Express these lines as a JSON list of strings, one string per line, omitting blank lines. Include all the records.

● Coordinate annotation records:
******
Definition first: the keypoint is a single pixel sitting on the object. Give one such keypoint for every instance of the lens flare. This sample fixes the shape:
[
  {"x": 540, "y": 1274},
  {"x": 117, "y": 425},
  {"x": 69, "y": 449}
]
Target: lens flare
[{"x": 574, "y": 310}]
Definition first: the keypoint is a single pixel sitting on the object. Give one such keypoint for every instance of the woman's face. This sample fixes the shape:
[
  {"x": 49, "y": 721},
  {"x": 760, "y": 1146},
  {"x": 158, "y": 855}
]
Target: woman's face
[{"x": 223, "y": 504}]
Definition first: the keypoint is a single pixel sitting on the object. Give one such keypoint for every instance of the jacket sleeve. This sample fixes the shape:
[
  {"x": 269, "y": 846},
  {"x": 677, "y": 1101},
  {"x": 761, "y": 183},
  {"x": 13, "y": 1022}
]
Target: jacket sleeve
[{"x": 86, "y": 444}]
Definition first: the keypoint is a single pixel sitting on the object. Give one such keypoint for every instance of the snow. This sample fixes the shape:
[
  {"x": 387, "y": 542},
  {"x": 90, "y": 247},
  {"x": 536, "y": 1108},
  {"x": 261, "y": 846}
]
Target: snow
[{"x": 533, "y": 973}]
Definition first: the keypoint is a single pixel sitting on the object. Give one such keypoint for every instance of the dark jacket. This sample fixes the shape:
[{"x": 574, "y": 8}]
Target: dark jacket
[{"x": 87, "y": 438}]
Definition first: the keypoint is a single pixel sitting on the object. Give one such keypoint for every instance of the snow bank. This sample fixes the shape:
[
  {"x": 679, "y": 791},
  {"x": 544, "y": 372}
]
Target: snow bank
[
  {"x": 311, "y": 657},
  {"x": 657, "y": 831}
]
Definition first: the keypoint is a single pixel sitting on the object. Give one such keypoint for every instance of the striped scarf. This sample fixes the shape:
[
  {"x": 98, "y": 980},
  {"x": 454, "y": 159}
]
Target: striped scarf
******
● Task output:
[
  "Definition first: the keypoint is a single pixel sitting on the object. Give one such keypoint for every instance of the lens flare. This sample fixes the shape:",
  "[",
  "  {\"x\": 540, \"y\": 1274},",
  "  {\"x\": 117, \"y\": 425},",
  "  {\"x\": 69, \"y\": 449}",
  "]",
  "Target: lens flare",
  "[{\"x\": 574, \"y\": 310}]",
  "Definition first: the keypoint is a single pixel sitting on the object. Give one such keypoint for every instance of the woman's face. This sample fixes the shape:",
  "[",
  "  {\"x\": 49, \"y\": 721},",
  "  {\"x\": 760, \"y\": 1146},",
  "  {\"x\": 158, \"y\": 855}",
  "]",
  "Target: woman's face",
  "[{\"x\": 223, \"y\": 504}]",
  "Definition first: the keypoint is a single pixel sitting on the object. Give one such keypoint for every instance of the jacket sleeve. This sample fixes the shape:",
  "[",
  "  {\"x\": 269, \"y\": 846},",
  "  {\"x\": 677, \"y\": 1101},",
  "  {\"x\": 761, \"y\": 183},",
  "  {\"x\": 13, \"y\": 1022}",
  "]",
  "Target: jacket sleeve",
  "[{\"x\": 86, \"y\": 444}]",
  "Definition first: the keypoint is a single pixel sitting on the object. Give one such keypoint for every instance of the snow. This sample fixes the shape:",
  "[",
  "  {\"x\": 387, \"y\": 542},",
  "  {\"x\": 90, \"y\": 247},",
  "  {\"x\": 536, \"y\": 1108},",
  "  {\"x\": 261, \"y\": 846}",
  "]",
  "Target: snow",
  "[{\"x\": 533, \"y\": 973}]",
  "Definition first: the keypoint is a single pixel sitting on the object. Give one such keypoint for every instance of the dark jacket. This sample fixes the shape:",
  "[{\"x\": 574, \"y\": 8}]",
  "Target: dark jacket",
  "[{\"x\": 87, \"y\": 438}]",
  "Definition first: the keypoint is a single pixel sitting on the object. Give one such keypoint for every instance of the snow bank. This sample fixes the shape:",
  "[",
  "  {\"x\": 679, \"y\": 791},",
  "  {\"x\": 544, \"y\": 372}",
  "]",
  "Target: snow bank",
  "[",
  "  {\"x\": 311, \"y\": 657},",
  "  {\"x\": 657, \"y\": 831}",
  "]",
  "Definition first: the keypoint is a single pixel sitting on the object. Give one such keypoint for every instance of the striped scarf. This sample fixes the shape:",
  "[",
  "  {\"x\": 98, \"y\": 980},",
  "  {\"x\": 454, \"y\": 159}",
  "]",
  "Target: striped scarf"
]